— START —

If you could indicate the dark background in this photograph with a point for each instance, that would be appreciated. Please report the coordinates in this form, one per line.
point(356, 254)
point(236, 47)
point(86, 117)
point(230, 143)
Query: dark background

— END —

STATED TASK ▸ Reproduce each of the lines above verbatim, in their original order.

RESPONSE TO THE TASK ▸
If you could indicate the dark background in this photograph with a point for each instance, that would be appreciated. Please report the coordinates in this form, one per line.
point(356, 254)
point(236, 47)
point(86, 117)
point(230, 143)
Query: dark background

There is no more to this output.